++++ Exercise data

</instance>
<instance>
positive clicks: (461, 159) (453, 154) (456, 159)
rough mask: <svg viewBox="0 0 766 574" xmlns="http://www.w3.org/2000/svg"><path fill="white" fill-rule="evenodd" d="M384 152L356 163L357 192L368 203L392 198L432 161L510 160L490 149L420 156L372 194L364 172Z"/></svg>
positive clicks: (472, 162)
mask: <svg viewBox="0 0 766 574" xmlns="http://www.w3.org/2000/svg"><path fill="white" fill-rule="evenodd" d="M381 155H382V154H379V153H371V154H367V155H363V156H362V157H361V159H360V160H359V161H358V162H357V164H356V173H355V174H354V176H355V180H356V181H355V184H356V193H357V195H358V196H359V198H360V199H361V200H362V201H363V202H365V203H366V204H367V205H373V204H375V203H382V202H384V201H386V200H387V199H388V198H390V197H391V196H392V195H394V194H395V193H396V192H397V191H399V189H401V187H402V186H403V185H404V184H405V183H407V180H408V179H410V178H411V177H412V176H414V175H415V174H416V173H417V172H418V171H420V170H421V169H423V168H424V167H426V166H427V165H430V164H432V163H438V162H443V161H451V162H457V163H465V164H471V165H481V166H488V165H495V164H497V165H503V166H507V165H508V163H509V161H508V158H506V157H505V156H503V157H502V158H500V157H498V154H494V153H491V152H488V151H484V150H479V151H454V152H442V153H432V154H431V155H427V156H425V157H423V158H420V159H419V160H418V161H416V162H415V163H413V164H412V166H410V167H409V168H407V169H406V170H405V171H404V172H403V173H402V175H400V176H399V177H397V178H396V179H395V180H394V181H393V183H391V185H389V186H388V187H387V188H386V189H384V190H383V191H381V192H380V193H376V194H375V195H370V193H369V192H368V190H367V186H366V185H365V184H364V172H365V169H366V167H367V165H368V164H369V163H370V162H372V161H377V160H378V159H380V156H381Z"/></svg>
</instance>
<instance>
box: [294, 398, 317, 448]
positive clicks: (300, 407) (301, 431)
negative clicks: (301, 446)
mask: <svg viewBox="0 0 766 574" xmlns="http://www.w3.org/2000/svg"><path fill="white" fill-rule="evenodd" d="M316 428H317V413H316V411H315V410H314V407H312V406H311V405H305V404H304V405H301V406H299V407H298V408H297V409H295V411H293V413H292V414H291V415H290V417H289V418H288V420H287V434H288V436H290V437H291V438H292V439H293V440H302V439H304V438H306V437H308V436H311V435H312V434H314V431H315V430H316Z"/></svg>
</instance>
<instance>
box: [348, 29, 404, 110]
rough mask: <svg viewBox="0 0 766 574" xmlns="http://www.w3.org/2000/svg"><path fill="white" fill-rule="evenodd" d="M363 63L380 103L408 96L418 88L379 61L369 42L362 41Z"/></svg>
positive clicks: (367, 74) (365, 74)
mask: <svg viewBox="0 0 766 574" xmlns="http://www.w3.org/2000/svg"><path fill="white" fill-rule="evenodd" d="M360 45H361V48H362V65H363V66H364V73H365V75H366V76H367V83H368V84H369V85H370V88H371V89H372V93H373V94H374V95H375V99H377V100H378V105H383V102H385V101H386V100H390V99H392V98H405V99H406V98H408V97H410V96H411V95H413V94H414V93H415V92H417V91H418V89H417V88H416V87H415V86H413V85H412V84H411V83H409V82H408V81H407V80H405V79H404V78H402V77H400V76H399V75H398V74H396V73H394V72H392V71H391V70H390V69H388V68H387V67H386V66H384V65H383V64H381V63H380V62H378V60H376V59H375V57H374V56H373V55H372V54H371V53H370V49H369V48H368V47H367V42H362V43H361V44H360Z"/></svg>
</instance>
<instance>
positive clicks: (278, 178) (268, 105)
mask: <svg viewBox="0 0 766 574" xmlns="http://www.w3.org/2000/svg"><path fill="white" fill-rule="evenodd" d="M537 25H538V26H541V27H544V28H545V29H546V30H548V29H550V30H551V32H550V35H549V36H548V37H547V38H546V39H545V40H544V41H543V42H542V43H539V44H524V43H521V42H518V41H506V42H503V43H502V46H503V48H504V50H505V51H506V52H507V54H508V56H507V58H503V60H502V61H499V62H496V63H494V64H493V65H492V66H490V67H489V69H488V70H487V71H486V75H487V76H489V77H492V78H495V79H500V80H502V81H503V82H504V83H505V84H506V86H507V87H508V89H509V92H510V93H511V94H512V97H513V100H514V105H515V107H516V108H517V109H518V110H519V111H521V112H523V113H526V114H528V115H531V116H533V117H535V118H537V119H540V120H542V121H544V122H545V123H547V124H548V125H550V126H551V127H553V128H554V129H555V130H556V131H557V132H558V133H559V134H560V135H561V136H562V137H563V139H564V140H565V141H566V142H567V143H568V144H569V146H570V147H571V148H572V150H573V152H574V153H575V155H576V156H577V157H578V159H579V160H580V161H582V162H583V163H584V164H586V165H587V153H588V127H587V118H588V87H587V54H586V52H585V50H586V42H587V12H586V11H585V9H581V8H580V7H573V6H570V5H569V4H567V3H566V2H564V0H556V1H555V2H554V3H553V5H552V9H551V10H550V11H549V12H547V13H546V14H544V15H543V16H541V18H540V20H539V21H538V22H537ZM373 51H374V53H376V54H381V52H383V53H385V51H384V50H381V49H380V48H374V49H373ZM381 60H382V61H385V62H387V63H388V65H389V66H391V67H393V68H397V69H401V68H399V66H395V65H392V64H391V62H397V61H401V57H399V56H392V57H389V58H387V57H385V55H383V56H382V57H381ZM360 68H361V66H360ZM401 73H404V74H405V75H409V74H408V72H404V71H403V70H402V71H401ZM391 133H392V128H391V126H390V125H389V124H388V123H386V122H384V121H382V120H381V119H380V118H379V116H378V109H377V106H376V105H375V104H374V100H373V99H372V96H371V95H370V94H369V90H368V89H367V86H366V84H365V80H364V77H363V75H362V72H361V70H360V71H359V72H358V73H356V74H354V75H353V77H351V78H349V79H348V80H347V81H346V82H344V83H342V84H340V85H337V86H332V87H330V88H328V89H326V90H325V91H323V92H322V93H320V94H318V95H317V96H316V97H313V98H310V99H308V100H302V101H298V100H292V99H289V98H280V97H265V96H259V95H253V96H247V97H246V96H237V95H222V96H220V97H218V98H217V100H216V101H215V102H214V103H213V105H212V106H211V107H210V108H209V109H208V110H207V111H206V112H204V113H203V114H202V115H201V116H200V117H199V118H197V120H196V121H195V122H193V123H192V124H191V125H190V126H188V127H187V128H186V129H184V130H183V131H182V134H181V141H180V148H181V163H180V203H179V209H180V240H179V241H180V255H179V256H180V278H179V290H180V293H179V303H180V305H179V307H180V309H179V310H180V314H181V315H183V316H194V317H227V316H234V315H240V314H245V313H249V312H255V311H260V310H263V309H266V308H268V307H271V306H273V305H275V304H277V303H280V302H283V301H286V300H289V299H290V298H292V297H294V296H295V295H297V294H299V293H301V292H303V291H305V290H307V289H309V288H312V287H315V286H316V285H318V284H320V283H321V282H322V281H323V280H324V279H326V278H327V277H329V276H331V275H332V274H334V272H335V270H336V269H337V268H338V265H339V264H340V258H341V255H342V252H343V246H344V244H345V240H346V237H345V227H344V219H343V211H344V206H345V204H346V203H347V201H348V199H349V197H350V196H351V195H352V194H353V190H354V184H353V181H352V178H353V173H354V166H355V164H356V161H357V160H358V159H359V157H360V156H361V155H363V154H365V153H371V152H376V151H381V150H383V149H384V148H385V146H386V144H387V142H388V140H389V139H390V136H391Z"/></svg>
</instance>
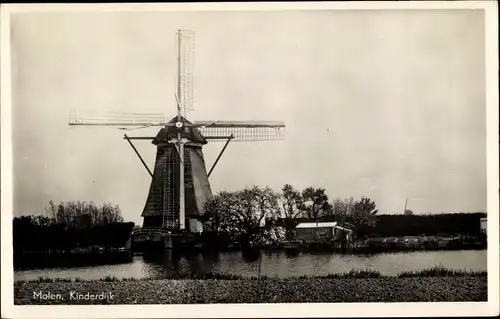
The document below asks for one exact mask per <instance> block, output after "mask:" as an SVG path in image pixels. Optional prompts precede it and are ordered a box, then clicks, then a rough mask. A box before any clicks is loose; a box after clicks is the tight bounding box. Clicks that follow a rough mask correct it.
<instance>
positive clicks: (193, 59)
mask: <svg viewBox="0 0 500 319" xmlns="http://www.w3.org/2000/svg"><path fill="white" fill-rule="evenodd" d="M177 35H178V43H177V46H178V48H177V49H178V55H179V61H178V63H179V65H178V80H177V81H178V83H177V90H178V96H177V98H178V107H179V109H180V110H182V111H184V113H185V112H186V111H192V110H193V109H194V108H193V100H194V99H193V95H194V94H193V87H194V79H193V78H194V77H193V69H194V32H192V31H187V30H179V31H178V34H177Z"/></svg>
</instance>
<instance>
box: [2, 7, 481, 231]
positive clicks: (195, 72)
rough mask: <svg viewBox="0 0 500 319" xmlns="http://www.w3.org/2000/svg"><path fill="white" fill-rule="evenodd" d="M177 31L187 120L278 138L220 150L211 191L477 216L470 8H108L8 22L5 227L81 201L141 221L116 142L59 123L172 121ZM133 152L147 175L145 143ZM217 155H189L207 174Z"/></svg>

++++++++

Take the line above containing "positive clicks: (461, 159)", the line containing "positive clicks: (300, 407) (301, 431)", and all lines in between, and copy them exactly without anything else.

### Response to this exercise
positive clicks: (461, 159) (453, 154) (456, 159)
rough mask: <svg viewBox="0 0 766 574" xmlns="http://www.w3.org/2000/svg"><path fill="white" fill-rule="evenodd" d="M384 152L356 163L357 192L368 203L392 198L432 161L510 160L490 149L420 156L372 194L364 172Z"/></svg>
positive clicks: (472, 162)
mask: <svg viewBox="0 0 766 574" xmlns="http://www.w3.org/2000/svg"><path fill="white" fill-rule="evenodd" d="M381 155H382V154H379V153H371V154H367V155H363V156H362V157H361V159H360V160H359V161H358V162H357V164H356V173H355V174H354V176H355V180H356V181H355V184H356V193H357V195H358V196H359V198H360V199H361V200H362V201H363V202H365V203H366V204H367V205H373V204H375V203H382V202H384V201H386V200H387V199H388V198H390V197H391V196H392V195H394V194H395V193H396V192H397V191H399V189H401V187H402V186H403V185H404V184H405V183H407V180H408V179H410V178H411V177H412V176H414V175H415V174H416V173H417V172H418V171H420V170H421V169H423V168H424V167H426V166H427V165H430V164H432V163H438V162H443V161H451V162H457V163H465V164H471V165H481V166H488V165H495V164H497V165H503V166H507V165H508V163H509V161H508V158H506V157H505V156H503V157H502V158H500V157H498V154H494V153H491V152H488V151H484V150H479V151H454V152H442V153H432V154H431V155H427V156H425V157H423V158H420V159H419V160H418V161H416V162H415V163H413V164H412V166H410V167H409V168H407V169H406V170H405V171H404V172H403V173H402V175H400V176H399V177H397V178H396V179H395V180H394V181H393V183H391V185H389V186H388V187H387V188H386V189H384V190H383V191H381V192H380V193H376V194H375V195H370V193H369V192H368V190H367V186H366V185H365V184H364V172H365V169H366V167H367V165H368V164H369V163H370V162H372V161H377V160H378V159H380V156H381Z"/></svg>
</instance>
<instance>
box: [294, 398, 317, 448]
positive clicks: (300, 407) (301, 431)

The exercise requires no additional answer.